Turn the records into a numbered list with one line per item, skipping blank lines. Leave the pictures out.

========================================

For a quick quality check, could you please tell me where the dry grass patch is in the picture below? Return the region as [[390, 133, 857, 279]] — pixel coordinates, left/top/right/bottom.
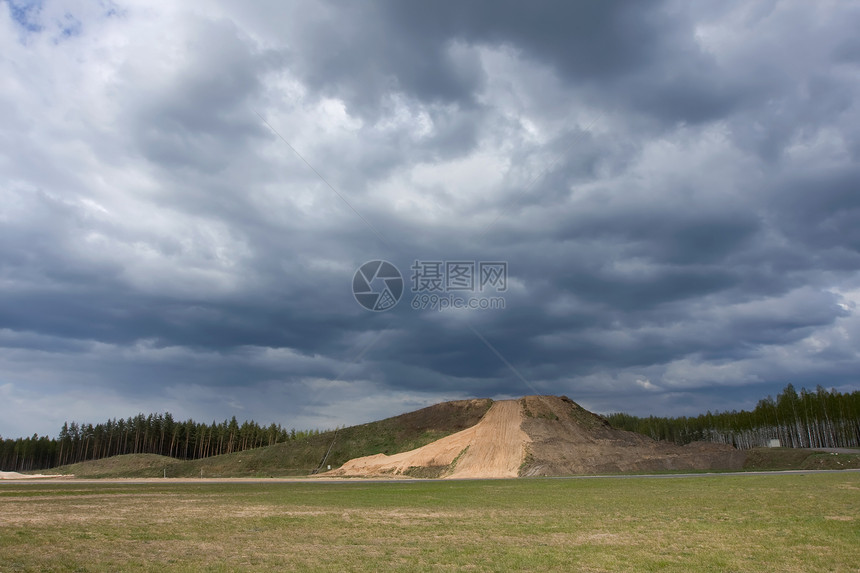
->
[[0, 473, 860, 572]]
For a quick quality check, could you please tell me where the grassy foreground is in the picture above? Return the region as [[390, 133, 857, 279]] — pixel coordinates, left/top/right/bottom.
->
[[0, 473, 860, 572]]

========================================

#### [Completed exercise]
1. For a quick quality check, could you please tell me where the dry grass patch is in the picture below? Return the region as [[390, 133, 857, 279]] — pixel coordinates, left/top/right/bottom.
2. ->
3. [[0, 473, 860, 572]]
4. For a quick quality check, could you please tell me where the grassy foreground is in the picture above? Return the region as [[390, 133, 857, 279]] — pixel coordinates, left/top/right/bottom.
5. ->
6. [[0, 473, 860, 572]]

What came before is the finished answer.